*Problem description*
Lay out the entries from the line with "rear spoiler, one" up to and including the line with "point(175, 663)" as a two-column CSV with the headers instruction and answer. Write one row per entry, put each value in a single quoted field, and replace any line breaks with spaces.

Coordinate annotation entries
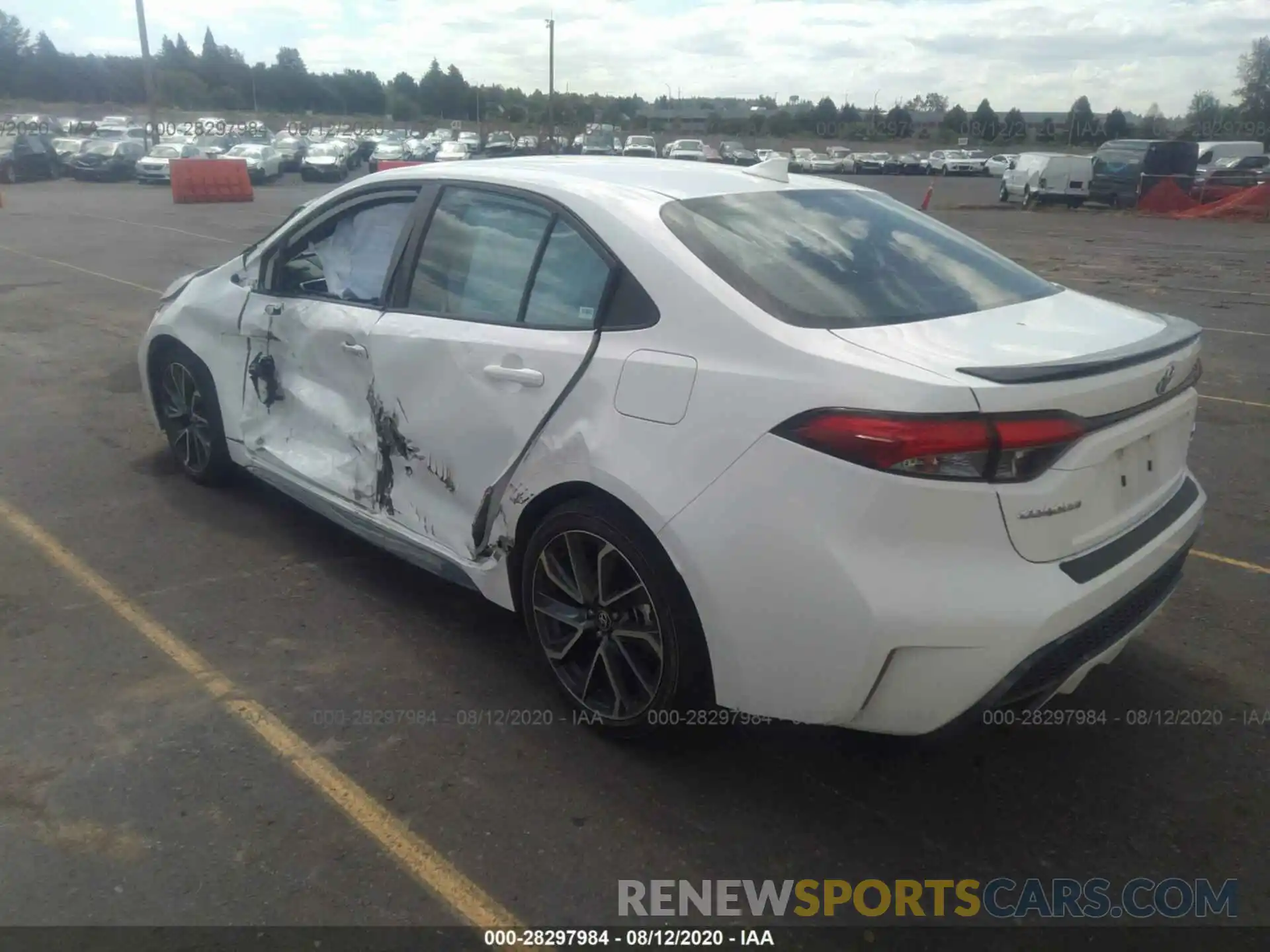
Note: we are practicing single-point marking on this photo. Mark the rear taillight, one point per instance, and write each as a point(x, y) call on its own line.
point(1002, 448)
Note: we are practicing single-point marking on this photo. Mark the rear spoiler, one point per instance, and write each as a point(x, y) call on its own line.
point(1175, 335)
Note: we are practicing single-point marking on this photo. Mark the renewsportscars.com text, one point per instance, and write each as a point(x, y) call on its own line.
point(1000, 898)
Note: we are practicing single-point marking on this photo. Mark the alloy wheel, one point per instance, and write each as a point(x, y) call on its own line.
point(597, 625)
point(189, 428)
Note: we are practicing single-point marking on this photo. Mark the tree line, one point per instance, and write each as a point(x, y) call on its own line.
point(219, 78)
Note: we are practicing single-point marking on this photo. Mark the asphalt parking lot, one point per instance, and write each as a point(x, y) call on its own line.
point(175, 663)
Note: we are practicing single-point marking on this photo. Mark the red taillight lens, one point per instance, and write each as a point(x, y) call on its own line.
point(994, 448)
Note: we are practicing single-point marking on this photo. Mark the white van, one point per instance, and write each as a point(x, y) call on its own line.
point(1048, 178)
point(1209, 153)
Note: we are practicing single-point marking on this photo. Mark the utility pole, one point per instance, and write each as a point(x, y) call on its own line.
point(148, 70)
point(552, 84)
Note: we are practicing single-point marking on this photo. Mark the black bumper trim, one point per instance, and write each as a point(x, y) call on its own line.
point(1046, 669)
point(1100, 560)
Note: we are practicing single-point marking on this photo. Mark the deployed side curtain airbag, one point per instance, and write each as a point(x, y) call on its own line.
point(356, 257)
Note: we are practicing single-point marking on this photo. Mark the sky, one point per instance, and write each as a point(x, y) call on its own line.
point(1023, 54)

*Task output*
instruction,answer
"Note: we are practicing single-point marking on this photo. Mark the rear spoiler, one point per instance, and write each as a point(x, y) call on its own line.","point(1175, 335)"
"Note: we are practicing single-point marking on this photo. Mark the renewsportscars.com text, one point per instance, and write each as a point(x, y) call on its own line.","point(1000, 898)"
"Note: we are practicing single-point marking on this photo. Mark the alloy wheel, one point per instance, and write each as a point(x, y) call on its own line.","point(597, 625) point(189, 428)"
"Note: we are practicing single-point marking on this photo. Mark the tree line, one point per instance, and write each as a point(x, y) call on its own line.","point(219, 78)"
"Note: we are practicing single-point marking on this photo. Mark the asphalt parking lot, one point per instance, and write each as a point(x, y) call on its own line.","point(175, 663)"